§ **WORK TO COMPLETE**
All of the data that follows needs to be printed again, exactly as it reads.

BEGIN

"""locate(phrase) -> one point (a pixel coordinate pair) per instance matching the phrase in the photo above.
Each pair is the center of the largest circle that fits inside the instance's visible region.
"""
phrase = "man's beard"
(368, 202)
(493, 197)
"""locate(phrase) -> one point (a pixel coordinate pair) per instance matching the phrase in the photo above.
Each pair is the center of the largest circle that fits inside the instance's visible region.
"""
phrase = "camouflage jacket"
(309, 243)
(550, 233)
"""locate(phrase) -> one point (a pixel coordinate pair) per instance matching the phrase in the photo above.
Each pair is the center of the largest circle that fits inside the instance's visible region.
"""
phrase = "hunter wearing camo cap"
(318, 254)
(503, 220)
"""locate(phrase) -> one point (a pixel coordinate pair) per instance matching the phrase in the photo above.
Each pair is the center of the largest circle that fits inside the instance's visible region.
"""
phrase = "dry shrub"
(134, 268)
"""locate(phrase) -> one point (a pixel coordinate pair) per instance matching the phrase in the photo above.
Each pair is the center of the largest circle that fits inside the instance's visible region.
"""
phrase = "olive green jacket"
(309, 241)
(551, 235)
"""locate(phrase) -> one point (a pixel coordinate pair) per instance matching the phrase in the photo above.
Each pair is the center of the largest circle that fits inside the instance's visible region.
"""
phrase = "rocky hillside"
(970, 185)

END

§ **EXERCISE SOLUTION**
"""locate(phrase) -> one point (a pixel coordinate pair) per instance matching the phrase in the photo above.
Each pair is the center of the largest circle that fits inside the instance's visible region.
"""
phrase = "man's beard"
(368, 202)
(493, 197)
"""locate(phrase) -> one point (a pixel coordinate pair) per instance matching the phrase in the photo above.
Each pair is the center of the largest circle that fits inside the instance's visible region.
"""
phrase = "camouflage jacket"
(309, 243)
(550, 233)
"""locate(phrase) -> one point (a pixel coordinate pair) per instance matching the phrase in the photo above.
Each pair is the center of the largest circle that fits inside the instance's visible region.
"""
phrase = "hunter wearing camo cap"
(318, 254)
(503, 220)
"""locate(phrase) -> one point (a pixel coordinate pair) per instance matching the phrase in the photo above.
Each pair is the center of the largest circle that fits inside the instance's visible region.
"""
phrase = "dry shrub"
(134, 268)
"""locate(phrase) -> one point (a pixel coordinate pair) per instance matching the phrase in the photo above.
Each pair is the center of the largest circle that fits inside the instance's visible region.
"""
phrase = "olive green jacket"
(309, 241)
(551, 235)
"""locate(phrase) -> one point (a pixel coordinate pair) per instance matching the phrase in the photo above.
Each pair is the center of the largest circle that fits inside the instance's visible region.
"""
phrase = "rocky hillside"
(970, 185)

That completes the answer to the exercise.